WORK REQUEST A -
Render this sentence from the conference announcement in Spanish: "Gender relations are changing at a local and transnational level."
WORK REQUEST B -
Return the passage of the conference announcement between "Time: 16.-17.09.2011" and "the title reframed.", inclusive.

TEXT -
Conference: Reframing Gender, Reframing Critique, 16.-17.09.2011, Basel/CH

Zentrum Gender Studies, Basel (Website)
Time: 16.-17.09.2011
Venue: Basel, Switzerland
Program/PDF
The international conference “Reframing Gender, Reframing Critique” is interested in the present-day diagnostic potential of current research approaches and in broad interdisciplinary perspectives on contemporary challenges to be discussed in panels, lectures, and discussion forums. The key focus of the conference is to reevaluate to what extent our understanding of gender, gender relations and criticism needs to be reformulated or in reference to the title reframed.
Keynotes and Contributors: Lauren Berlant Chicago | Nikita Dhawan Frankfurt a.M. | Gabriele Dietze Berlin | Umut Erel London | Barbara Hobson Stockholm | Eveline Kilian Berlin | Margrit Shildrick Belfast | Lynn Staeheli Durham and others
Programme: From the beginning gender research understood itself as a critical project. It was, and still is, both a field of critical analysis of gender orders and practices and a critique of the production of knowledge about gender and of our understanding of knowledge itself. Over the course of the past years, however, the conditions and objects of research have been modified significantly. Gender relations are changing at a local and transnational level. In the context of current processes of globalization and migration, organizational forms of paid work, family and citizenship, as well as bodies, sexualities, feelings and affects, all central to gender relations, are being reconfigured in profound ways. New subjects and identities are emerging, and, at the same time, political, economic and cultural shifts and differentiations generate new sites for agency and action while at the same time producing new hierarchies and exclusions. Against this background, the responsibility of feminist criticism and critical gender research change, and so do feminist expectations. One main focus still lies on how gender, sexuality, and body are formed in text and practices. A new consideration is the question of how gender practices concur constitutively with other practices of normalization and social differentiation. Grasping these connections in a conceptual way while at the same time asking how other ways of life may be conceivable as well as livable, are some of the challenges critical Gender Studies faces at the beginning of the 21st century. These concerns offer a starting point for intensive discussion about the possibilities and challenges of critical Gender Studies today.

Saved entries
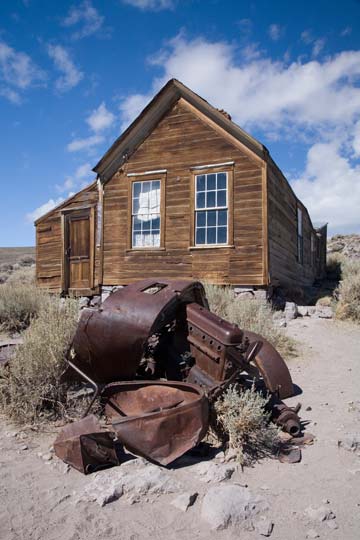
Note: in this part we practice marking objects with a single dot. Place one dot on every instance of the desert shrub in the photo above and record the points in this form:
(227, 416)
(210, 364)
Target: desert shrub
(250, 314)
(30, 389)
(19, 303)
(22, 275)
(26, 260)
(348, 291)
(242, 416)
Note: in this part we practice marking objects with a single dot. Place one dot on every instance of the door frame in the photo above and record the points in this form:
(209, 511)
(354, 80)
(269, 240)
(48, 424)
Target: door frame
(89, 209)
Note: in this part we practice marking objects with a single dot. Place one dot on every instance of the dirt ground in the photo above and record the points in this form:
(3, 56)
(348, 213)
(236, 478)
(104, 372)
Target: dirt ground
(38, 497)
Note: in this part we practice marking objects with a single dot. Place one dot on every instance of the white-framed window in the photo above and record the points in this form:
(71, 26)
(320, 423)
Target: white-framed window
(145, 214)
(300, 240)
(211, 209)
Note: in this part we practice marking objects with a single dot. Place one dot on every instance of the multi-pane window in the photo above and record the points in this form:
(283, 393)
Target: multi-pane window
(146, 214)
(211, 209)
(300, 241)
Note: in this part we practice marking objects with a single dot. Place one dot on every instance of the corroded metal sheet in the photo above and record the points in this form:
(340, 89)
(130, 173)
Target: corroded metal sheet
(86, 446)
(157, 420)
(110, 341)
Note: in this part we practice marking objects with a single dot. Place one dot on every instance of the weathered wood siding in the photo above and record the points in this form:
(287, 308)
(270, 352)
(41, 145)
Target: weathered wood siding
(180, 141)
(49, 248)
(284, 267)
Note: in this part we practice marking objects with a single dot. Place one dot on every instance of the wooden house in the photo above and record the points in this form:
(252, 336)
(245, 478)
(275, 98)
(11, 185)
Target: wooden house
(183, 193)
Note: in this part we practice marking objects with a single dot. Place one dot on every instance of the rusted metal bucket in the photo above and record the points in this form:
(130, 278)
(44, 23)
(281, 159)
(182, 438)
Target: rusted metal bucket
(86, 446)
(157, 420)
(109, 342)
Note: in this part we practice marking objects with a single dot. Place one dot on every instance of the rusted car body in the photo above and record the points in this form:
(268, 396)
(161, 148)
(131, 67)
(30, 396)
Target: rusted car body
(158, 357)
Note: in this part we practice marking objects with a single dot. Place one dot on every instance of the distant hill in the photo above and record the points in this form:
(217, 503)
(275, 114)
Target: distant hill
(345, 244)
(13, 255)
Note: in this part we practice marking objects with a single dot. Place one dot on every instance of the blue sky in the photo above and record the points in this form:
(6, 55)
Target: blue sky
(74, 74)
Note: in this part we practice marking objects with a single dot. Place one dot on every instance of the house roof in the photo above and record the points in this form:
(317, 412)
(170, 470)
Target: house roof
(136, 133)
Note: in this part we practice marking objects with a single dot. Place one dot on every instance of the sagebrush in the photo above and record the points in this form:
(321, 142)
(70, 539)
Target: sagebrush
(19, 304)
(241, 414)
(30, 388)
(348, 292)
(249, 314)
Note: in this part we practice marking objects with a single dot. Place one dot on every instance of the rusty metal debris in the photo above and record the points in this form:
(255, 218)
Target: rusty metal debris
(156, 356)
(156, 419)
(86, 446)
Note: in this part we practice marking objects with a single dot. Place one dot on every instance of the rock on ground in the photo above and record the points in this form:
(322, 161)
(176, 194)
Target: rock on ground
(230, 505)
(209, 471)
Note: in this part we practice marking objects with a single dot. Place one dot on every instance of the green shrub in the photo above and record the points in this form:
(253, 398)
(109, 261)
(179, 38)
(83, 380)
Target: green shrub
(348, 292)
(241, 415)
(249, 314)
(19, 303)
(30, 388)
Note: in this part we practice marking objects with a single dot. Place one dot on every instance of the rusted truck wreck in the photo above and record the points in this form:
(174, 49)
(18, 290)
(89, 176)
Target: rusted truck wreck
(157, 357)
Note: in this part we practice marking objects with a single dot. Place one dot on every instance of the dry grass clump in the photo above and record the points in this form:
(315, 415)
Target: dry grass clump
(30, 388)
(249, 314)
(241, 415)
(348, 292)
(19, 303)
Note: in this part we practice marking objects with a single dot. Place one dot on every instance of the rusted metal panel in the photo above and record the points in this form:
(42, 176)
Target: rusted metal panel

EXERCISE ANSWER A -
Las relaciones de género están cambiando a nivel local y transnacional.

EXERCISE ANSWER B -
Time: 16.-17.09.2011
Venue: Basel, Switzerland
Program/PDF
The international conference “Reframing Gender, Reframing Critique” is interested in the present-day diagnostic potential of current research approaches and in broad interdisciplinary perspectives on contemporary challenges to be discussed in panels, lectures, and discussion forums. The key focus of the conference is to reevaluate to what extent our understanding of gender, gender relations and criticism needs to be reformulated or in reference to the title reframed.